**PROVIDED RECORDS:**
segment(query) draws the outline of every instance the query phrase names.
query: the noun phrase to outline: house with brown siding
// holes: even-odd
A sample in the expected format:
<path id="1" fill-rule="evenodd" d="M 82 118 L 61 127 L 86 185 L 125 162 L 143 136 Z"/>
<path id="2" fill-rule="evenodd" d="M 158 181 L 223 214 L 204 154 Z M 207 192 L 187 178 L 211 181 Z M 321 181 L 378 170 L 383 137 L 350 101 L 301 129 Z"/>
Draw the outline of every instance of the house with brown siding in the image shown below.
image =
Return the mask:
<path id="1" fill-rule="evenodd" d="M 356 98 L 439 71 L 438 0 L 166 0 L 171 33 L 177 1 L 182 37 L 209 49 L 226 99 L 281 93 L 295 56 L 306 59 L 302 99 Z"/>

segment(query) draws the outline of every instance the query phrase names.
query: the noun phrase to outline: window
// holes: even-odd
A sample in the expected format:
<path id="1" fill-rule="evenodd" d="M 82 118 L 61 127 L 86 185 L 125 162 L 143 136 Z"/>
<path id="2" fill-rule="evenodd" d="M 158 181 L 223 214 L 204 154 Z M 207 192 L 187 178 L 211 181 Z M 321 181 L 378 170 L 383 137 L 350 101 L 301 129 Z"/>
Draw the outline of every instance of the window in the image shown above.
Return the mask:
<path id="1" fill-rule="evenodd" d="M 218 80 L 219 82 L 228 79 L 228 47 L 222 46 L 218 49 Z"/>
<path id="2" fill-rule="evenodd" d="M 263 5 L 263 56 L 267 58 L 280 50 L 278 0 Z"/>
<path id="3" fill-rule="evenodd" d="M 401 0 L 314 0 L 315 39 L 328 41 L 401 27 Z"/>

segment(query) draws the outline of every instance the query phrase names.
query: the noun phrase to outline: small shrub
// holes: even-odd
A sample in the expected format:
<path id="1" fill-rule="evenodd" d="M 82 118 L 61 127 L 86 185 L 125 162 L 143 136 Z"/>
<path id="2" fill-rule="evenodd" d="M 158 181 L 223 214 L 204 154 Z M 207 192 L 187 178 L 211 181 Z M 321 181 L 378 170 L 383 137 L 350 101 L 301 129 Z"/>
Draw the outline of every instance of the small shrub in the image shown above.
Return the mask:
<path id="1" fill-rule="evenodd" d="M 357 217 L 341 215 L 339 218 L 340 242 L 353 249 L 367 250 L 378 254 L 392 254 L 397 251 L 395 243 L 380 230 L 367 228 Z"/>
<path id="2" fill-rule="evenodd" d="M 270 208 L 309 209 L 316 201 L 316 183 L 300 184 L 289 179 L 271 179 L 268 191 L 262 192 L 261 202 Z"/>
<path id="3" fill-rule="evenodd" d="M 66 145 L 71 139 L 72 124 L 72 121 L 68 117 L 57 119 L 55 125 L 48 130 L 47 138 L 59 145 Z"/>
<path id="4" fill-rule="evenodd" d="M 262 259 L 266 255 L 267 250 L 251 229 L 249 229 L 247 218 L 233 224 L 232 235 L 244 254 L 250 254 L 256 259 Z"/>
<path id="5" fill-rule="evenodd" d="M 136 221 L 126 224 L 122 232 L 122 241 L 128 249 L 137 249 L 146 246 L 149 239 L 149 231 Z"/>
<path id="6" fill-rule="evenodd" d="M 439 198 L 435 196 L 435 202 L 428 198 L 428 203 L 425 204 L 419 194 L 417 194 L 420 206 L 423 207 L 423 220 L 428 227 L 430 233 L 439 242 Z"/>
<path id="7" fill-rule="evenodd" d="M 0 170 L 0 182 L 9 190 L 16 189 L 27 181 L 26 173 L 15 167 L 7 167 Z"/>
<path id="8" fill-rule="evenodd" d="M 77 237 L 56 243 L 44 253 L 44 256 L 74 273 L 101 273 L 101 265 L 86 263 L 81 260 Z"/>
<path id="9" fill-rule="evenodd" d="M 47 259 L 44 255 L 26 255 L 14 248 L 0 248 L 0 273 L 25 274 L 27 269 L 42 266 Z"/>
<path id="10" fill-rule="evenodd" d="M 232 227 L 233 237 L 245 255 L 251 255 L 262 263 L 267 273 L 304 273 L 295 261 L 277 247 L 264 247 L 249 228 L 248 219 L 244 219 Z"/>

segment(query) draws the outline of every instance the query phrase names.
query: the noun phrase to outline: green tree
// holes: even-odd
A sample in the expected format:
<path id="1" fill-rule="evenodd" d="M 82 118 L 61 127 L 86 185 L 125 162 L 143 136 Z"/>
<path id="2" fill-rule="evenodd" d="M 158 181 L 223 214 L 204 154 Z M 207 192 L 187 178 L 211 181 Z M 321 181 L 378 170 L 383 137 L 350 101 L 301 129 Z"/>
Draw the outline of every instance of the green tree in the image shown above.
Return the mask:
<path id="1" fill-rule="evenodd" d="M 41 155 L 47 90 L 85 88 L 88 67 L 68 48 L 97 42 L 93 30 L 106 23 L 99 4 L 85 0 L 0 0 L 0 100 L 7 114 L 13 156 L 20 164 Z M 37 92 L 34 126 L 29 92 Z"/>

**AIM:** Copy all of the lines above word for word, without changing anything.

**RESPONSE FOR THIS EXERCISE:**
segment(query) draws the outline of every instance the query phrase names.
query: the noun phrase to outline: house with brown siding
// holes: even-odd
A sample in the expected format:
<path id="1" fill-rule="evenodd" d="M 82 118 L 61 127 L 86 185 L 125 162 L 143 136 Z"/>
<path id="2" fill-rule="evenodd" d="M 158 181 L 223 214 L 204 154 Z M 207 192 L 187 178 L 211 181 Z M 321 181 L 378 170 L 383 137 L 350 101 L 301 129 Z"/>
Draw the outline of every instance of the house with brown siding in the image shown below.
image =
Return the mask:
<path id="1" fill-rule="evenodd" d="M 356 98 L 439 71 L 438 0 L 166 0 L 171 33 L 177 1 L 182 37 L 209 49 L 226 99 L 281 93 L 295 56 L 306 59 L 302 99 Z"/>

segment(query) draws the outline of every instance the query phrase names.
query: the noun phrase to outline: window
// holes: even-odd
A sample in the expected format:
<path id="1" fill-rule="evenodd" d="M 82 118 L 61 127 L 86 185 L 125 162 L 143 136 Z"/>
<path id="2" fill-rule="evenodd" d="M 158 181 L 223 214 L 204 154 Z M 207 192 L 187 178 L 211 181 Z M 321 181 L 378 170 L 383 137 L 350 101 L 301 129 Z"/>
Draw the outline of every instance of the window in the image shown above.
Return the mask:
<path id="1" fill-rule="evenodd" d="M 218 80 L 219 82 L 228 79 L 228 47 L 222 46 L 218 49 Z"/>
<path id="2" fill-rule="evenodd" d="M 263 5 L 263 56 L 267 58 L 280 50 L 278 0 Z"/>
<path id="3" fill-rule="evenodd" d="M 401 0 L 314 0 L 315 39 L 328 41 L 401 27 Z"/>

segment(query) draws the outline of every instance the query phrase names.
query: the noun phrase to outline: small shrub
// holes: even-odd
A sample in the expected format:
<path id="1" fill-rule="evenodd" d="M 82 118 L 61 127 L 86 185 L 125 162 L 143 136 Z"/>
<path id="2" fill-rule="evenodd" d="M 158 181 L 223 214 L 204 154 Z M 207 192 L 187 178 L 211 181 Z M 321 181 L 378 170 L 383 137 L 350 101 L 301 129 Z"/>
Draw the outline of every instance of the small shrub in the image shown above.
Return the mask:
<path id="1" fill-rule="evenodd" d="M 357 217 L 341 215 L 339 218 L 340 242 L 353 249 L 367 250 L 378 254 L 392 254 L 397 251 L 395 243 L 380 230 L 367 228 Z"/>
<path id="2" fill-rule="evenodd" d="M 270 208 L 309 209 L 316 201 L 316 183 L 300 184 L 289 179 L 271 179 L 268 191 L 262 192 L 261 202 Z"/>
<path id="3" fill-rule="evenodd" d="M 66 145 L 71 139 L 72 124 L 72 121 L 68 117 L 57 119 L 55 125 L 48 130 L 47 138 L 59 145 Z"/>
<path id="4" fill-rule="evenodd" d="M 262 259 L 266 255 L 267 250 L 251 229 L 249 229 L 247 218 L 233 224 L 232 235 L 244 254 L 250 254 L 256 259 Z"/>
<path id="5" fill-rule="evenodd" d="M 136 221 L 126 224 L 122 232 L 122 241 L 128 249 L 137 249 L 146 246 L 149 239 L 149 231 Z"/>
<path id="6" fill-rule="evenodd" d="M 439 198 L 435 196 L 435 202 L 428 198 L 428 203 L 425 204 L 419 194 L 417 194 L 420 206 L 423 207 L 423 220 L 428 227 L 430 233 L 439 242 Z"/>
<path id="7" fill-rule="evenodd" d="M 0 170 L 0 182 L 9 190 L 16 189 L 27 181 L 26 173 L 15 167 L 7 167 Z"/>
<path id="8" fill-rule="evenodd" d="M 77 237 L 56 243 L 44 253 L 44 256 L 74 273 L 101 273 L 101 265 L 86 263 L 81 260 Z"/>
<path id="9" fill-rule="evenodd" d="M 47 259 L 44 255 L 26 255 L 14 248 L 0 248 L 0 273 L 25 274 L 27 269 L 42 266 Z"/>
<path id="10" fill-rule="evenodd" d="M 232 227 L 233 237 L 245 255 L 251 255 L 262 263 L 267 273 L 304 273 L 295 261 L 277 247 L 264 247 L 249 228 L 248 219 L 244 219 Z"/>

segment(query) draws the outline of every instance the query phrase names.
query: the noun phrase to outline: green tree
// holes: even-odd
A sample in the expected format:
<path id="1" fill-rule="evenodd" d="M 82 118 L 61 127 L 86 185 L 125 162 L 143 136 Z"/>
<path id="2" fill-rule="evenodd" d="M 158 181 L 223 214 L 204 154 Z M 207 192 L 187 178 L 211 181 Z M 321 181 L 378 170 L 383 137 L 350 101 L 301 129 Z"/>
Draw the outline of every instance of the green tree in the image shown above.
Return the mask:
<path id="1" fill-rule="evenodd" d="M 41 155 L 47 90 L 85 88 L 88 67 L 68 48 L 97 42 L 93 30 L 106 23 L 99 4 L 85 0 L 0 0 L 0 100 L 7 114 L 13 156 L 20 164 Z M 37 92 L 34 126 L 29 92 Z"/>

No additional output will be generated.